WHAT YOU ARE ASKED TO DO:
Could you copy all of the records below exactly as they appear?

INFORMATION PROVIDED:
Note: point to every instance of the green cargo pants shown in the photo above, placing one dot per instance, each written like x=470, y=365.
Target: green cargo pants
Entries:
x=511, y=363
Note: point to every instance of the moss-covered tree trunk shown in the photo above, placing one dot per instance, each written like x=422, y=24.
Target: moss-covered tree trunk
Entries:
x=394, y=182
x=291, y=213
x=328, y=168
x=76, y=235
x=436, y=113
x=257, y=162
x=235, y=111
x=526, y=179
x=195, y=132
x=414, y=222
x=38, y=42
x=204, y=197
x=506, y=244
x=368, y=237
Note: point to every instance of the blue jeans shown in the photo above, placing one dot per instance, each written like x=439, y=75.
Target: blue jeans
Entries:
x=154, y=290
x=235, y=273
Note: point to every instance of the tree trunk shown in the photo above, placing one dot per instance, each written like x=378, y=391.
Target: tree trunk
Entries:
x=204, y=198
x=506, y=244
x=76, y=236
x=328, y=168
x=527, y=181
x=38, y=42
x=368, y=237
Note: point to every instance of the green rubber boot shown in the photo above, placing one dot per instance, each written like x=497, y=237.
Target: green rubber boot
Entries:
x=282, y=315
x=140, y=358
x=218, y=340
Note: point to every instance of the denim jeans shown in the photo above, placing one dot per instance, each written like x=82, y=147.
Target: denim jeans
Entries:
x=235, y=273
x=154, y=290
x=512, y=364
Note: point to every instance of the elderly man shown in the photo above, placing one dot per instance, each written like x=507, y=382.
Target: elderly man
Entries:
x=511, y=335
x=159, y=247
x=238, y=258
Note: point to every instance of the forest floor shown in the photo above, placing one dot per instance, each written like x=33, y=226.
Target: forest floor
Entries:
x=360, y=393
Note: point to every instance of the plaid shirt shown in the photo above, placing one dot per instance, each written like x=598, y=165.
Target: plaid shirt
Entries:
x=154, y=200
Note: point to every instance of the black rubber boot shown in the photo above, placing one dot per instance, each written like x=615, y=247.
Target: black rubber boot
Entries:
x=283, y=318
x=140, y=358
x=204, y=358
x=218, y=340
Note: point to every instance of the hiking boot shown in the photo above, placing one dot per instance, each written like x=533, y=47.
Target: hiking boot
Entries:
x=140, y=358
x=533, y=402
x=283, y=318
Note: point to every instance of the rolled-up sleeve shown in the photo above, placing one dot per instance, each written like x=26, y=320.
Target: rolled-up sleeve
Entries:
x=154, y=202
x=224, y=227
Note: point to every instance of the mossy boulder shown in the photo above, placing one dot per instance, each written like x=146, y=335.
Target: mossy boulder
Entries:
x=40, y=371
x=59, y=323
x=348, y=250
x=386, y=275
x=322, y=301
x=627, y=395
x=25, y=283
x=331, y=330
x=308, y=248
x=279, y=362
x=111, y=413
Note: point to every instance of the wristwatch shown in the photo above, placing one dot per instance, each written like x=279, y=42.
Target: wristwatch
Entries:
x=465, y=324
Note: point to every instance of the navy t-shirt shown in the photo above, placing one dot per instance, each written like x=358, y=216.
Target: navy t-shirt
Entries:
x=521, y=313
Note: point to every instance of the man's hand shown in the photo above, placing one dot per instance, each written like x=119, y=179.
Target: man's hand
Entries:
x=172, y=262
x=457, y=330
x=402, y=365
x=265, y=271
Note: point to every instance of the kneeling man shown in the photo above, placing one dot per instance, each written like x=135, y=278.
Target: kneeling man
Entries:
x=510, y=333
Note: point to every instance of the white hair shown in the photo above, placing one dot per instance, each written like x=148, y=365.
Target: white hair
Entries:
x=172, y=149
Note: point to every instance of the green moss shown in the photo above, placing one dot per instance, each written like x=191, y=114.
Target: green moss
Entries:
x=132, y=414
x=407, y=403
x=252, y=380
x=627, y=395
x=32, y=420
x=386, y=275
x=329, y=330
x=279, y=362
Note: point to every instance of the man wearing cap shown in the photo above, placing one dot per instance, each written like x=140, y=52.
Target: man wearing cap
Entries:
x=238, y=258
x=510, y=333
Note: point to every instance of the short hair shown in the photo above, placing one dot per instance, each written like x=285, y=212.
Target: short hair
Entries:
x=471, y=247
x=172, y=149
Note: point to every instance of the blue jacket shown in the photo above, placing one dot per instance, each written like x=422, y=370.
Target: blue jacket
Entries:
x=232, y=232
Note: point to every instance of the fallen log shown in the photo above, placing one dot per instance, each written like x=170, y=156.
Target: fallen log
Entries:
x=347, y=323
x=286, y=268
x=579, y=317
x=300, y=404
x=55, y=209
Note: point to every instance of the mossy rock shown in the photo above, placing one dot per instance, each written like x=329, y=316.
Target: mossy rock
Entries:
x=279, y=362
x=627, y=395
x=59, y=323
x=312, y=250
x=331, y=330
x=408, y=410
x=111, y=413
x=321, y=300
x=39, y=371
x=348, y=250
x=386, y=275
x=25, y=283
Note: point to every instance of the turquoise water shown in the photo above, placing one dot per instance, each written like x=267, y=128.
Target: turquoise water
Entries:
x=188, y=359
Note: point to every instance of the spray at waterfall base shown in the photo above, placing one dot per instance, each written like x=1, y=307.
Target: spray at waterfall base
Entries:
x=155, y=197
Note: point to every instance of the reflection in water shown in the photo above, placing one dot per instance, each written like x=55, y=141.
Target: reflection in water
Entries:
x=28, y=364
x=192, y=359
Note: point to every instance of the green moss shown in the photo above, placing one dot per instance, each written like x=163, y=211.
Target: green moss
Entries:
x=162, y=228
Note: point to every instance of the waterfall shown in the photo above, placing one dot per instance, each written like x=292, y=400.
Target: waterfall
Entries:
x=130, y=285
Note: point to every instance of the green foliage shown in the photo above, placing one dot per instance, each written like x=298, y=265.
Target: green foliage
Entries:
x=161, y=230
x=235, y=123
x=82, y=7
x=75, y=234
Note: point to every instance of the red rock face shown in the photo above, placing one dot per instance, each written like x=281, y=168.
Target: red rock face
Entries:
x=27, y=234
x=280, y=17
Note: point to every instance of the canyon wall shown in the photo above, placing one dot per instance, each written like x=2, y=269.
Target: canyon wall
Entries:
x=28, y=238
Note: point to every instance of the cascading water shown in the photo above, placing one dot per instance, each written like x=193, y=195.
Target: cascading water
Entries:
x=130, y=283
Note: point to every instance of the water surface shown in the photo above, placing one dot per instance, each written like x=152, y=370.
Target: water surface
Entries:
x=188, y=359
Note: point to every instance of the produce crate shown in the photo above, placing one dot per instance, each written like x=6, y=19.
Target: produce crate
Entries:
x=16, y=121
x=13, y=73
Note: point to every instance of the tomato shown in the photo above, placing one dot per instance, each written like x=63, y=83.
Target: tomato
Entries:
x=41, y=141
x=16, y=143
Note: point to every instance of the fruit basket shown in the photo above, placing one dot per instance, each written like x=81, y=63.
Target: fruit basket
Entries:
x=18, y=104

REPLY TO THE TASK:
Note: point to every instance of the green cargo pants shown in the photo above, placing one dot per instance, each written like x=470, y=365.
Target: green cargo pants
Entries:
x=511, y=363
Note: point to every instance of the moss-covered tree trunk shown in the photo above, placing one dot per instance, each written like x=422, y=24.
Target: moss-covered tree trunk
Entries:
x=394, y=182
x=291, y=213
x=328, y=168
x=76, y=235
x=436, y=113
x=257, y=162
x=235, y=111
x=526, y=179
x=195, y=132
x=414, y=222
x=38, y=42
x=204, y=197
x=506, y=244
x=368, y=237
Note: point to every instance of the blue jeans shown in the photo above, placing one dot per instance, each written like x=439, y=75.
Target: blue jeans
Entries:
x=154, y=290
x=235, y=273
Note: point to every instance of the tree trunk shown in the photo above, placing one dot per instance, each written like x=378, y=391.
Target: tree trunk
Entries:
x=204, y=198
x=506, y=244
x=76, y=236
x=328, y=168
x=527, y=181
x=38, y=42
x=368, y=237
Note: point to every instance of the green rubber boot shown in the photo above, placing one dot per instance, each written like x=497, y=237.
Target: green rubber boot
Entries:
x=282, y=315
x=140, y=358
x=218, y=340
Note: point to every instance of the denim jeans shown in the photo above, placing one dot per instance, each written like x=82, y=147.
Target: denim jeans
Entries:
x=235, y=273
x=154, y=290
x=512, y=364
Note: point to every instance of the elderly man shown in the photo above, placing one dot per instance, each written like x=507, y=382.
Target: elderly man
Entries:
x=511, y=335
x=159, y=247
x=238, y=258
Note: point to every instance of the forest floor shown in the photo above, placing one dot per instance, each written like x=33, y=226.
Target: forest floor
Entries:
x=360, y=393
Note: point to every instance of the plaid shirt shown in the photo above, placing one dot per instance, each written like x=598, y=165.
Target: plaid shirt
Entries:
x=154, y=200
Note: point to every instance of the black rubber boot shown in the photo above, placing one dot per instance, each written like x=615, y=247.
Target: black rubber boot
Entries:
x=283, y=318
x=140, y=358
x=204, y=358
x=218, y=340
Note: point to every instance of the hiking boot shown in the photo above, placing one dot per instance, each written like x=533, y=47.
Target: hiking boot
Entries:
x=140, y=358
x=533, y=402
x=283, y=318
Note: point to every instance of the rolled-up sleeve shown in the photo above, placing one dot per instance, each written like x=26, y=320.
Target: rolled-up sleeve
Entries:
x=154, y=202
x=224, y=227
Note: point to every instance of the mossy boulder shown in the photo above, placing one dot per instance, each written like x=146, y=335.
Target: mossy boulder
Entries:
x=40, y=371
x=59, y=323
x=348, y=250
x=386, y=275
x=322, y=301
x=627, y=395
x=25, y=283
x=331, y=330
x=308, y=248
x=279, y=362
x=111, y=413
Note: point to every instance of the wristwatch shown in the photo above, placing one dot per instance, each written like x=279, y=42.
Target: wristwatch
Entries:
x=465, y=324
Note: point to every instance of the navy t-shirt shown in the photo above, placing one dot per instance, each written like x=358, y=216.
Target: navy t-shirt
Entries:
x=521, y=313
Note: point to every instance of the man's hand shown in the photo above, placing one dot per instance, each written like x=119, y=179.
Target: man's hand
Entries:
x=172, y=262
x=457, y=330
x=402, y=365
x=265, y=271
Note: point to every instance of the kneeling man shown in the photo above, placing one dot per instance, each written like x=135, y=278.
Target: kneeling man
Entries:
x=510, y=333
Note: point to every instance of the white hair shown in the photo above, placing one dot per instance, each written like x=148, y=365.
Target: white hair
Entries:
x=172, y=149
Note: point to every instance of the green moss shown in the photo above, placing one dot per instance, each written like x=191, y=114.
Target: green moss
Entries:
x=132, y=414
x=407, y=403
x=252, y=380
x=627, y=395
x=32, y=420
x=386, y=275
x=329, y=330
x=279, y=362
Note: point to every instance of the man wearing cap shown in the photo above, placing one dot per instance, each written like x=140, y=52.
Target: man wearing cap
Entries:
x=238, y=258
x=510, y=333
Note: point to every instance of the short hair shown in the photo above, placing one dot per instance, each written like x=285, y=212.
Target: short hair
Entries:
x=471, y=247
x=172, y=149
Note: point to every instance of the blue jacket shown in the photo above, placing one dot per instance, each written like x=422, y=370.
Target: blue jacket
Entries:
x=232, y=232
Note: point to every instance of the fallen log shown in the photo above, placing one dot per instance, each written like x=170, y=156.
Target: fallen log
Entries:
x=347, y=323
x=286, y=268
x=579, y=317
x=300, y=404
x=55, y=209
Note: point to every instance of the mossy rock shown in the photo above, placing one dot per instance, each written like x=329, y=316.
Target: mossy rock
Entries:
x=279, y=362
x=627, y=395
x=59, y=323
x=312, y=250
x=331, y=330
x=408, y=410
x=111, y=413
x=321, y=300
x=39, y=371
x=348, y=250
x=386, y=275
x=25, y=283
Note: point to every instance of the turquoise water shown in the photo above, placing one dot per instance, each written like x=267, y=128.
Target: turquoise water
Entries:
x=188, y=359
Note: point to every instance of the spray at waterfall base shown in the photo above, placing one dot per instance, each written like x=1, y=307.
Target: spray at waterfall base
Entries:
x=155, y=197
Note: point to every instance of the reflection in water shown in the photo above, placing one dot per instance, each written like x=55, y=141.
Target: reflection in water
Entries:
x=28, y=364
x=192, y=359
Note: point to every instance of the green moss shown in the photo above, placing one dot per instance, each written like x=163, y=211.
Target: green moss
Entries:
x=162, y=228
Note: point to every instance of the waterfall shown in the photo above, placing one dot per instance, each written like x=292, y=400.
Target: waterfall
Entries:
x=130, y=285
Note: point to every instance of the green foliage shown in the photo above, placing one dot per instance, each written like x=298, y=265.
Target: green foliage
Entries:
x=161, y=230
x=235, y=123
x=82, y=7
x=75, y=234
Note: point to every instance of the red rock face shown in the photo above, placing one dot per instance, each written like x=281, y=168.
Target: red rock face
Entries:
x=27, y=234
x=280, y=17
Note: point to every instance of the canyon wall shown in the photo above, placing one dot per instance, each written like x=2, y=269.
Target: canyon wall
Entries:
x=28, y=238
Note: point to every instance of the cascading water shown in the photo above, placing one dot per instance, each written like x=193, y=195.
Target: cascading water
Entries:
x=130, y=283
Note: point to every instance of the water surface shown in the photo above, placing one dot per instance, each written like x=152, y=370.
Target: water surface
Entries:
x=188, y=359
Note: point to every instance of the produce crate shown in the photo above, placing one dot per instance, each written like x=6, y=19.
Target: produce crate
Entries:
x=16, y=121
x=13, y=73
Note: point to every instance of the tomato shown in the photo above, placing one dot per instance, each written like x=63, y=83.
Target: tomato
Entries:
x=41, y=141
x=16, y=143
Note: point to every instance of the fruit basket shown in the photo above, placing one dot per instance, each written like x=81, y=63.
Target: fruit basket
Entries:
x=18, y=104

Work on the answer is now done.